**LAVORO RICHIESTO**
[A] Elenca tutti i sostantivi presenti nel titolo del brano sull'intelligenza artificiale e gli stereotipi di genere.
[B] Prosegui il brano sull'intelligenza artificiale e gli stereotipi di genere partendo dopo la sua ultima frase.

++++ BRANO DI TESTO ++++

Gruppi di lavoro misti, liberi da stereotipi di genere

«Una società col baco genera software bacati». Guido Scorza, avvocato esperto di nuove tecnologie e componente dell’Autorità garante per la protezione dei dati personali, sintetizza così il rischio che l’intelligenza artificiale riproduca e amplifichi pregiudizi e stereotipi, a partire da quelli di genere. Un pericolo che vede elevato innanzitutto «negli algoritmi applicati alla selezione del personale, perché è facile che i prescreening, sempre più diffusi, prediligeranno per alcuni ruoli i curricula maschili, scartando a priori quelli femminili».

++++ DATI FORNITI ++++

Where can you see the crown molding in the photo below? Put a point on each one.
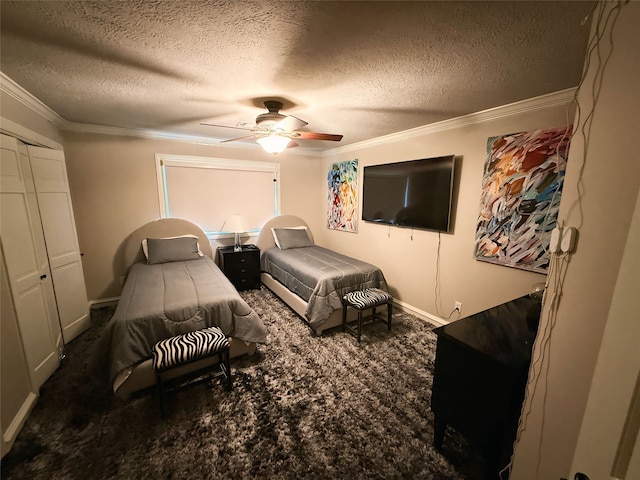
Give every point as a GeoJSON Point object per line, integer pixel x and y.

++++

**RISPOSTE PER COMPITO**
[A] Gruppi, lavoro, stereotipi, genere

[B]
I bias “professionali” preoccupano anche Emanuela Girardi, fondatrice e presidente di Pop AI (Popular Artificial Intelligence) e alla guida di Adra, l’Associazione europea su AI, Data e Robotics che lavora con la Commissione Ue sul piano di investimenti Horizon Europe 2021-2027. «I modelli di intelligenza artificiale generativa, i più popolari e i più utilizzati dal pubblico generale – spiega – sono addestrati sullo scibile che esiste su Internet, dunque pieni di potenziali discriminazioni. Riproponendo il contenuto in modo matematico-statistico, non fanno altro che amplificare ciò che è presente nella nostra società. Ecco perché se chiedo di generare l’immagine di un medico o di un manager, sarà un uomo bianco di mezza età. Se chiedo un infermiere, sarà una donna, probabilmente più giovane».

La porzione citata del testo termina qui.